EXERCISE AIM> Please resume the forum post about reading a large CSV file as UTF-8, picking up right after its last line.

0

Okay, I have a CSV file with several lines (more than 40k currently). Due to the massive number of lines, I need to read one by one and do a sequence of operations. This is the first question. The second is: How to read the csv file and encode it to utf-8? Second is how to read the file in utf-8 following the example: csv documentation. Mesmo utilizando a classe class UTF8Recoder: o retorno no meu print é \xe9 s\xf3. Could someone help me solve this problem?

import preprocessing
import pymongo
import csv,codecs,cStringIO
from pymongo import MongoClient
from unicodedata import normalize
from preprocessing import PreProcessing

class UTF8Recoder:
    def __init__(self, f, encoding):
        self.reader = codecs.getreader(encoding)(f)
    def __iter__(self):
        return self
    def next(self):
        return self.reader.next().encode("utf-8")

class UnicodeReader:
    def __init__(self, f, dialect=csv.excel, encoding="utf-8-sig", **kwds):
        f = UTF8Recoder(f, encoding)
        self.reader = csv.reader(f, dialect=dialect, **kwds)
    def next(self):
        '''next() -> unicode
        This function reads and returns the next line as a Unicode string.
        '''
        row = self.reader.next()
        return [unicode(s, "utf-8") for s in row]
    def __iter__(self):
        return self

with open('data/MyCSV.csv','rb') as csvfile:
    reader = UnicodeReader(csvfile)
    #writer = UnicodeWriter(fout,quoting=csv.QUOTE_ALL)
    for row in reader:
        print row

def status_processing(corpus):

    myCorpus = preprocessing.PreProcessing()
    myCorpus.text = corpus

    print "Starting..."
    myCorpus.initial_processing()
    print "Done."

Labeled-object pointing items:
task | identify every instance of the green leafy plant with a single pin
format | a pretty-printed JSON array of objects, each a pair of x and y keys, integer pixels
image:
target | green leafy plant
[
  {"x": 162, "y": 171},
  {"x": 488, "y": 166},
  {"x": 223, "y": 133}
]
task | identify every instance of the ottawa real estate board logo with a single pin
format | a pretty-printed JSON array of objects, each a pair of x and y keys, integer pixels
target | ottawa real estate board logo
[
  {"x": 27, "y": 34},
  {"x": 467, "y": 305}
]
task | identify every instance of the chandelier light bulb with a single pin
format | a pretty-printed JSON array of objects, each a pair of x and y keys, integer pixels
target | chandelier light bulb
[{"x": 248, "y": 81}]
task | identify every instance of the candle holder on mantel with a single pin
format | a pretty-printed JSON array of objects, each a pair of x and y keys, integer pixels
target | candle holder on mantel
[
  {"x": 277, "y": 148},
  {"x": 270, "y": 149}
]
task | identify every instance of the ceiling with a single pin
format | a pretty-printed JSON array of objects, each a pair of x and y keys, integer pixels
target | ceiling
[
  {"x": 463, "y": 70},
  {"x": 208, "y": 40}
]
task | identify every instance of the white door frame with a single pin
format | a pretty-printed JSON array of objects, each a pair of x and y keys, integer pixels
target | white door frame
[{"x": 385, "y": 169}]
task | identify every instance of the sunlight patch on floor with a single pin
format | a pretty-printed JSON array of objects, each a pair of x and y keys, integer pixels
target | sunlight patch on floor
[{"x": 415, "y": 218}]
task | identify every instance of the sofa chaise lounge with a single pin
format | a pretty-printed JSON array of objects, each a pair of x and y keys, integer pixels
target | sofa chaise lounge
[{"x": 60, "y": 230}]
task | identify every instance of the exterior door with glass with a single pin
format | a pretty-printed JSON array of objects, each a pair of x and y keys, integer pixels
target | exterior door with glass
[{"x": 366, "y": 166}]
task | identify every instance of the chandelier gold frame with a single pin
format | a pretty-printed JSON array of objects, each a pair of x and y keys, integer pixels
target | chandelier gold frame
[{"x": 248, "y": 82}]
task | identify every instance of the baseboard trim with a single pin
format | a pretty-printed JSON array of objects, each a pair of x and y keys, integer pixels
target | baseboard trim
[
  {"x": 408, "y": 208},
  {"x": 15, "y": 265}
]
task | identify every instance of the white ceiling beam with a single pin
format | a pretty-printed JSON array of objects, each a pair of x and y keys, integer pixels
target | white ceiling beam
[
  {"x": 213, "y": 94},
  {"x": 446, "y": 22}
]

RESULT>
    print "----------------------------"

Edit 1: The solution of Mr. S Ringne works. But now, I can not do the operations inside my def. Here's the new code:

for csvfile in pd.read_csv('data/AracajuAgoraNoticias_facebook_statuses.csv',encoding='utf-8',sep=',', header='infer',engine='c', chunksize=2):

    def status_processing(csvfile):

        myCorpus = preprocessing.PreProcessing()
        myCorpus.text = csvfile

        print "Fazendo o processo inicial..."
        myCorpus.initial_processing()
        print "Feito."
        print "----------------------------"

And at the end of the script:

def main():
    status_processing(csvfile)

main()

The output is when i use BeautifulSoup to remove links:

ValueError: The truth value of a DataFrame is ambiguous. Use a.empty, a.bool(), a.item(), a.any() or a.all().
Leandro Santos
  • 67
  • 1
  • 1
  • 10

2 Answers2

0

Here's a simple pattern to read line by line in UTF-8:

with open(filename, 'r', encoding="utf-8") as csvfile:
    spamreader = csv.reader(csvfile, delimiter=',', quotechar='"')
    for row in spamreader:
        # your operations go here
verbatross
  • 607
  • 1
  • 5
  • 10
0

you can store your csv in pandas and do further operations,which would be quicker.

import pandas as pd
df = pd.read_csv('path_to_file.csv',encoding='utf-8',header = 'infer',engine = 'c')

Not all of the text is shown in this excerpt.